**What the task asks**.
Edit the records from the line containing "the white canopy" through the end of the records, swapping "running shoe" for "sneaker" and keeping everything else the same. Give only those lines.

**Raw data**.
..............................

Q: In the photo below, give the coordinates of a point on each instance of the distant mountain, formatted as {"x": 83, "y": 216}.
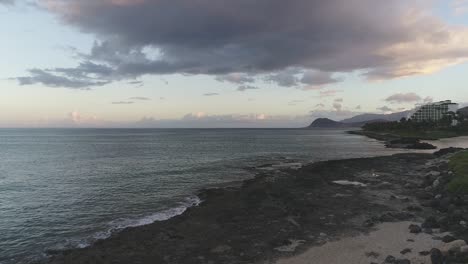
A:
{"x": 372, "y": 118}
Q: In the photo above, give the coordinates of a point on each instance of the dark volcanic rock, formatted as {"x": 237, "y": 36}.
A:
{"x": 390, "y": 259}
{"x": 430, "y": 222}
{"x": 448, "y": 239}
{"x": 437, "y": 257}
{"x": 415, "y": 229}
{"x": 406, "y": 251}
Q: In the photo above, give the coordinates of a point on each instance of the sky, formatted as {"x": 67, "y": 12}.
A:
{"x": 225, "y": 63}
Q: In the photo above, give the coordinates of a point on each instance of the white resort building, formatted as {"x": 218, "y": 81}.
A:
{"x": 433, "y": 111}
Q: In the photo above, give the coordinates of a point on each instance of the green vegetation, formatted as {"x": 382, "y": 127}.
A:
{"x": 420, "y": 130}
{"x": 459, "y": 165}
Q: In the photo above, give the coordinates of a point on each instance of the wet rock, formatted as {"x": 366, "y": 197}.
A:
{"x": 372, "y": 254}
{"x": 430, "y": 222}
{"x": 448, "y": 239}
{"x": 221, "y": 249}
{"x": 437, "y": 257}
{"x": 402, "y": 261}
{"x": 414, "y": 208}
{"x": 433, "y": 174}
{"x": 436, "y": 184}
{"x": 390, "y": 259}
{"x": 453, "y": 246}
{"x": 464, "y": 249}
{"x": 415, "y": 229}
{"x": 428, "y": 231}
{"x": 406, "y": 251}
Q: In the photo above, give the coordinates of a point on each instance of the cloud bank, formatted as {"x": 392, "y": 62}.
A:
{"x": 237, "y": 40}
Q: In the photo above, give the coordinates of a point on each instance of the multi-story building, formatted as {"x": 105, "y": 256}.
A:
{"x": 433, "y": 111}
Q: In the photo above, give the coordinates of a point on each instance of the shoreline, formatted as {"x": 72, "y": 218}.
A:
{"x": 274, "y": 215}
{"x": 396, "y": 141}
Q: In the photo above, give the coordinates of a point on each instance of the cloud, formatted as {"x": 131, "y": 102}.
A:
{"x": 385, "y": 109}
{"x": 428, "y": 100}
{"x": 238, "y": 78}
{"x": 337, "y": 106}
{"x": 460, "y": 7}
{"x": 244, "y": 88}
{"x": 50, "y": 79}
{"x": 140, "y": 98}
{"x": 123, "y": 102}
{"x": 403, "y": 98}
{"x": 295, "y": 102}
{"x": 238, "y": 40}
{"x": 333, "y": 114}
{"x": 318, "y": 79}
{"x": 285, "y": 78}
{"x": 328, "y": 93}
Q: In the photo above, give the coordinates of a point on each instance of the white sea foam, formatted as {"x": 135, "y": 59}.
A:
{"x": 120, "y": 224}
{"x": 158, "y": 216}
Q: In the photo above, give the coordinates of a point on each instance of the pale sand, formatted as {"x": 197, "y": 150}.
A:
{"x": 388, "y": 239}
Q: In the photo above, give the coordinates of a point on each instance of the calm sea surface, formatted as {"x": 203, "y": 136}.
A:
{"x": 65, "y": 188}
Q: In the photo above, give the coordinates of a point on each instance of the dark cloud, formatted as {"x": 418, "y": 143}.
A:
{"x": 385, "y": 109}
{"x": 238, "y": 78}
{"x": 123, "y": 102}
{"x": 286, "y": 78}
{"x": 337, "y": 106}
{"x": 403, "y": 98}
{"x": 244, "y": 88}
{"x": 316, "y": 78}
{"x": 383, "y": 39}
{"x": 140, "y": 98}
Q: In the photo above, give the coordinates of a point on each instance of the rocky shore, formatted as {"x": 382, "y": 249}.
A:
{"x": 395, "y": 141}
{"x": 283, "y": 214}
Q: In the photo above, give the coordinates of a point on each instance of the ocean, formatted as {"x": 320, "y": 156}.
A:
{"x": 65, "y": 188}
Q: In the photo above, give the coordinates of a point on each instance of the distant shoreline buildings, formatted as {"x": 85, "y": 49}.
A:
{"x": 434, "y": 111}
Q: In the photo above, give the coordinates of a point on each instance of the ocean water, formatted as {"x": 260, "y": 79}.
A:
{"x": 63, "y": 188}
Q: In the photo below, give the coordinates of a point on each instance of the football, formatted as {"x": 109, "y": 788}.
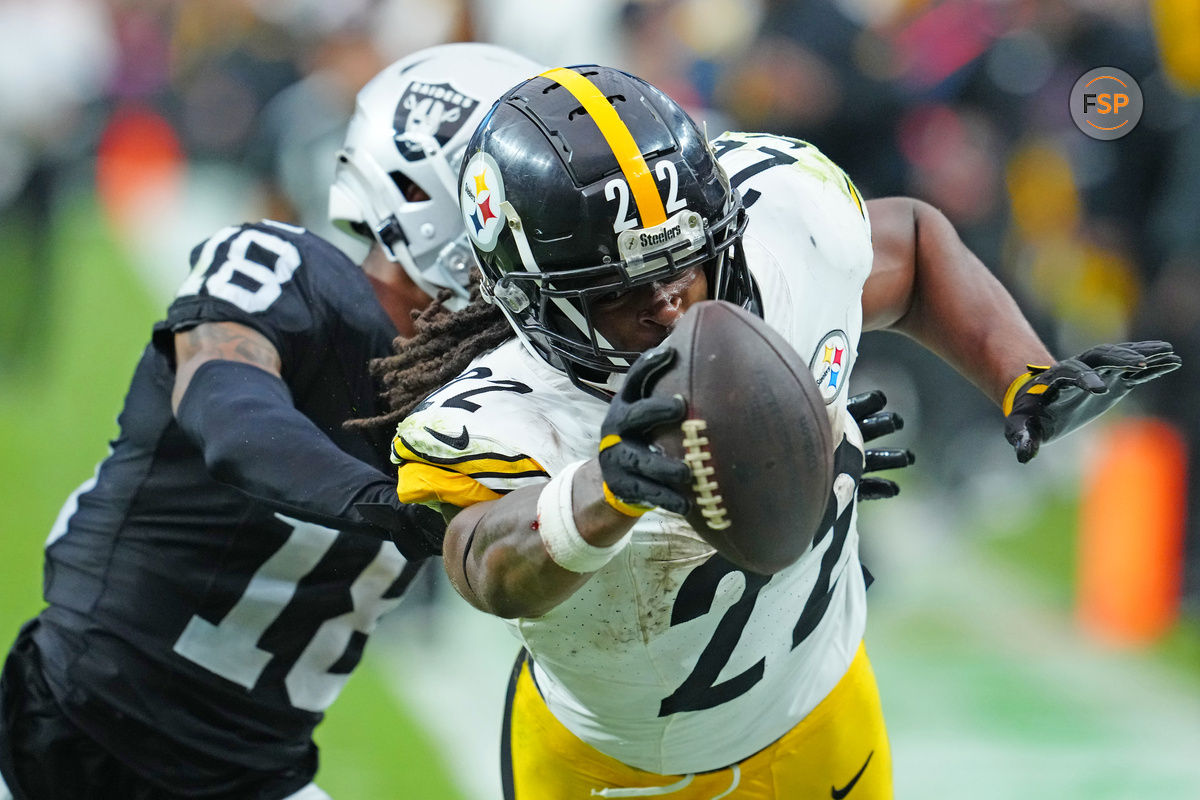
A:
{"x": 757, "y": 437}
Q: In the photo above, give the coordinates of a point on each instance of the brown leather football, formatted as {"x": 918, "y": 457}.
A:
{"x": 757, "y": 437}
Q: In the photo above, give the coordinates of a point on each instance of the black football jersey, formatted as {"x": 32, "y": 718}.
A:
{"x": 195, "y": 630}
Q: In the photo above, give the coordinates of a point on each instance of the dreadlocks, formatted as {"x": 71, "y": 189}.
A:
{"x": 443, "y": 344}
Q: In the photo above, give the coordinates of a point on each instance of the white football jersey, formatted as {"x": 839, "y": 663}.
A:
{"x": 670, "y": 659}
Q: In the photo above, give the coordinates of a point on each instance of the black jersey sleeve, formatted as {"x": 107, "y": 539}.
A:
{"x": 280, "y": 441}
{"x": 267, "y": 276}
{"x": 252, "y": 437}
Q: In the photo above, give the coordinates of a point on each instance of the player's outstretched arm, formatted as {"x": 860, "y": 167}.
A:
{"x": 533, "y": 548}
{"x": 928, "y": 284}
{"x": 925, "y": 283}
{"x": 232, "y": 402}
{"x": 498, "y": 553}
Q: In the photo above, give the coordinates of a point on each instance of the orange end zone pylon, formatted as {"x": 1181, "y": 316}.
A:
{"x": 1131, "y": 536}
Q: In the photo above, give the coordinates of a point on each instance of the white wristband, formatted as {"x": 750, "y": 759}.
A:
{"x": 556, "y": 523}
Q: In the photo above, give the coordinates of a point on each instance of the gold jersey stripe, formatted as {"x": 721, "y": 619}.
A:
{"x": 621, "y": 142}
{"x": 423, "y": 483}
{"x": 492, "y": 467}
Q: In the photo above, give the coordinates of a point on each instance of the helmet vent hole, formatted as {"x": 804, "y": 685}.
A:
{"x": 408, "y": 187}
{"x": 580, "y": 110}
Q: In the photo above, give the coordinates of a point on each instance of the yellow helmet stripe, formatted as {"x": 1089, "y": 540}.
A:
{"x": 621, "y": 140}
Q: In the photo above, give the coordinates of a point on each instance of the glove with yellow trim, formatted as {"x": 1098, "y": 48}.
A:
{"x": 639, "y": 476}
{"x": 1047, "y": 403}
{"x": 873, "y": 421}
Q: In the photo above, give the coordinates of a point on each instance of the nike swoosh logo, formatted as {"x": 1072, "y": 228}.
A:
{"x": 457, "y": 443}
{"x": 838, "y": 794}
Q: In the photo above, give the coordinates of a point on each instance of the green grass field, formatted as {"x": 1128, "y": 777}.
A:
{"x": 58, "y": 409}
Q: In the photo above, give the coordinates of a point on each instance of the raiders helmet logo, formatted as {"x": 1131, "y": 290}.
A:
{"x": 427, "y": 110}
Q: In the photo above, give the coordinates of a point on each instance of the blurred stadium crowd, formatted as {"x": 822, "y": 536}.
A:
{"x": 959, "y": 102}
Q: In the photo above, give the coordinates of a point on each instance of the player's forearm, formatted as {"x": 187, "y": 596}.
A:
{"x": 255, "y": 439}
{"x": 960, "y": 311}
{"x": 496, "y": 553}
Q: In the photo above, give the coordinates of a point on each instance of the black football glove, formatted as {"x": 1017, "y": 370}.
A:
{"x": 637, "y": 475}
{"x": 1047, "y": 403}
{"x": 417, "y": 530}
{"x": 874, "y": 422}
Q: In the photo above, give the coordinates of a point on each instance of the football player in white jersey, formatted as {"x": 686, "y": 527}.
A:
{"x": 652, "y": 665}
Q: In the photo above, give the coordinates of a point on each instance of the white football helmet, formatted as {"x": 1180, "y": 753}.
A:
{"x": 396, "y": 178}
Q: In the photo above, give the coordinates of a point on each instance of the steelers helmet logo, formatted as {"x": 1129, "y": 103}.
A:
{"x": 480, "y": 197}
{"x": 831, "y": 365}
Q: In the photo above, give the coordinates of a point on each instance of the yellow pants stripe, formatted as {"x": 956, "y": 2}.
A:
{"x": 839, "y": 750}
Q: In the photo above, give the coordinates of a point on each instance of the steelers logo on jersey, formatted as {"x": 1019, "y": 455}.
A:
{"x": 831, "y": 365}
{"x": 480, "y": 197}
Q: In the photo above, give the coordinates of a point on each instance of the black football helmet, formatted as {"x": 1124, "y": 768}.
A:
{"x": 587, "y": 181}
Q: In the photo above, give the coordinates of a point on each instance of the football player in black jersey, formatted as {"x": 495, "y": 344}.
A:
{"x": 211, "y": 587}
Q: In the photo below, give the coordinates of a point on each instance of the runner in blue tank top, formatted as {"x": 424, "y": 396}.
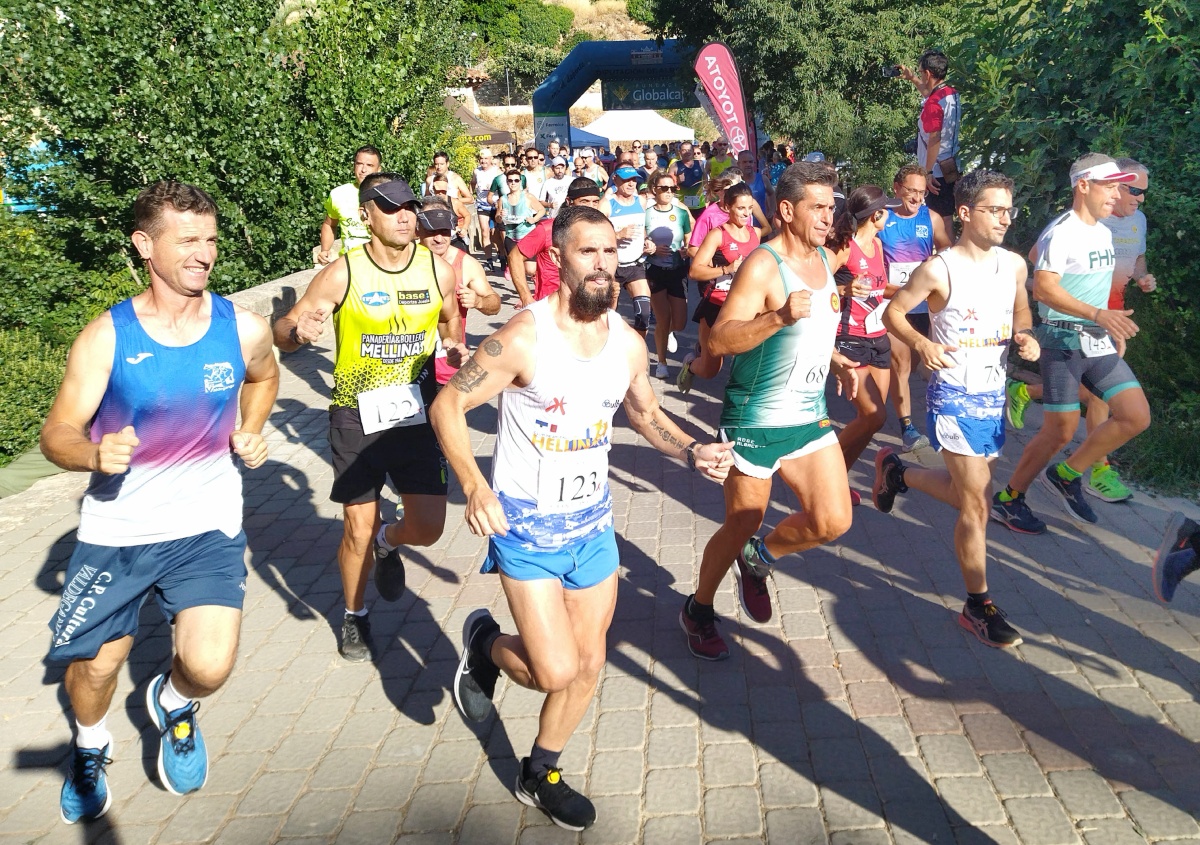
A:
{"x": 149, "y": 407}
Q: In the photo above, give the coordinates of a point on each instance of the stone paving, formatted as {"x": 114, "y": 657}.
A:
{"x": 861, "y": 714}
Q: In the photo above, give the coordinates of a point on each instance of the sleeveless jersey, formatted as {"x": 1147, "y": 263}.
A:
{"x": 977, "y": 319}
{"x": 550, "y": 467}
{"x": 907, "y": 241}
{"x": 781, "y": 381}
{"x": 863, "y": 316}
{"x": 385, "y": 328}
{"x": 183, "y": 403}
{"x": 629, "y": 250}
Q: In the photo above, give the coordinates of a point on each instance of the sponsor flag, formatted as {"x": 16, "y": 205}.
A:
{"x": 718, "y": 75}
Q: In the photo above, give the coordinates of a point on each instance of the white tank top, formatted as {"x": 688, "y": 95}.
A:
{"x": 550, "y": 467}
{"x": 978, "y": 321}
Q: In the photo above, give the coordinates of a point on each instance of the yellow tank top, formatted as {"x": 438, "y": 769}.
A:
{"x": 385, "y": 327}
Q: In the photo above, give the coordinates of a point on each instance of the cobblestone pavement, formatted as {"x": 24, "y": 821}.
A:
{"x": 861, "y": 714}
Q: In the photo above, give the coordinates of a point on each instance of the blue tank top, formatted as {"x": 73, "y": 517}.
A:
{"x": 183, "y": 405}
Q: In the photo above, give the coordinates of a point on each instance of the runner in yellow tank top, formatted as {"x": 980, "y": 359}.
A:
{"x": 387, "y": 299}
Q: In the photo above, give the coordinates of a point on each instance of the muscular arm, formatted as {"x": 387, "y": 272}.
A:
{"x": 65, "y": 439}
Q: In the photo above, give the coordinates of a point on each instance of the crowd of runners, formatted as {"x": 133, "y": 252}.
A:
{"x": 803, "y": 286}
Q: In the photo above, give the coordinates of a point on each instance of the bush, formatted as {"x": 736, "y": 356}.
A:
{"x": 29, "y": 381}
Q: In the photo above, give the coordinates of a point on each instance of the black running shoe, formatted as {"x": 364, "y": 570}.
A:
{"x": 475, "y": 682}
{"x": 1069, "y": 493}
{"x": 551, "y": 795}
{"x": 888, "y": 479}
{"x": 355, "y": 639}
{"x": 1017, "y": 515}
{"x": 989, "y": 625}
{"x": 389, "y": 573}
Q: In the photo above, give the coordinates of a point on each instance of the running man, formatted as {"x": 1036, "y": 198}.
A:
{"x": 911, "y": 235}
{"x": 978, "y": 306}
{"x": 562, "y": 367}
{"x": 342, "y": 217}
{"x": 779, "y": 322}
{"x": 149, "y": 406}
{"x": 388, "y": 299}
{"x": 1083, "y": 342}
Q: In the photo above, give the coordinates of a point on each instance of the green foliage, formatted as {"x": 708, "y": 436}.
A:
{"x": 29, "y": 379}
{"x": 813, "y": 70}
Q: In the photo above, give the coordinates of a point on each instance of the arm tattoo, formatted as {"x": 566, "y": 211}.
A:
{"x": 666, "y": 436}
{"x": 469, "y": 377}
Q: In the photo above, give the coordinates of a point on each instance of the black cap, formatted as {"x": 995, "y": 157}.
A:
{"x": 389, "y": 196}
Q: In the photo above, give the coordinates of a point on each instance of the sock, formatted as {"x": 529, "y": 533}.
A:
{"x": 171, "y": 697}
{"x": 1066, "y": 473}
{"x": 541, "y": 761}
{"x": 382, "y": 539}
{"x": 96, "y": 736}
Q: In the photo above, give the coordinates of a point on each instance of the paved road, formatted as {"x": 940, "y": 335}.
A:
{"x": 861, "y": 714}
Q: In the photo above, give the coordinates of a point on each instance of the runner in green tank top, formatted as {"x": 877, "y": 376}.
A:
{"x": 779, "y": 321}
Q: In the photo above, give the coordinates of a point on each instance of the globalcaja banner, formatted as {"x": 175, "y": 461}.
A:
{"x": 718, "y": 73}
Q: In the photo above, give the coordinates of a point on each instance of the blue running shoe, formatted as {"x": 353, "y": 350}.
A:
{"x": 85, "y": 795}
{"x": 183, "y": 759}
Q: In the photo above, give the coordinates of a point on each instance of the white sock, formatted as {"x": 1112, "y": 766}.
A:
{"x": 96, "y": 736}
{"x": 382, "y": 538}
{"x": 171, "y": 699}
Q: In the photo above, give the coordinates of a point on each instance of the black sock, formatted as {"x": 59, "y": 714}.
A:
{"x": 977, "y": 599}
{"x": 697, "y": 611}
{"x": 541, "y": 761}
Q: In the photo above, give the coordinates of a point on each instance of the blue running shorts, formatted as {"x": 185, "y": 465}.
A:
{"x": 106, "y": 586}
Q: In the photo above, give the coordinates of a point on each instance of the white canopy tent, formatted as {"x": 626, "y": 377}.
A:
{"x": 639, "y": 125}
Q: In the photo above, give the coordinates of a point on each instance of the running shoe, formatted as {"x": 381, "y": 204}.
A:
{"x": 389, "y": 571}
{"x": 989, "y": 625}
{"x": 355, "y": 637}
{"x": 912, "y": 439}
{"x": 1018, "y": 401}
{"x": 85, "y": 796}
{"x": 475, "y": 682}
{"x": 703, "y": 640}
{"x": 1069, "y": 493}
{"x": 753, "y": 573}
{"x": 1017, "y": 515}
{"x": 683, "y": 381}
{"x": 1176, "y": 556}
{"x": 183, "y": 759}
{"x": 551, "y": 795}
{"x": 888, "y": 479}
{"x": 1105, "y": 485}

..............................

**Correct answer**.
Q: In the photo above, give the coordinates of a point on each instance of the white canopy tent, formatted as {"x": 626, "y": 377}.
A:
{"x": 639, "y": 125}
Q: In the photo above, give the coordinates of a point on each instance of the sneaker, formatted as {"x": 381, "y": 204}.
A:
{"x": 389, "y": 571}
{"x": 989, "y": 625}
{"x": 355, "y": 637}
{"x": 912, "y": 439}
{"x": 1018, "y": 401}
{"x": 85, "y": 796}
{"x": 475, "y": 682}
{"x": 703, "y": 640}
{"x": 1069, "y": 493}
{"x": 753, "y": 573}
{"x": 1017, "y": 515}
{"x": 683, "y": 381}
{"x": 1176, "y": 556}
{"x": 183, "y": 759}
{"x": 551, "y": 795}
{"x": 888, "y": 479}
{"x": 1105, "y": 485}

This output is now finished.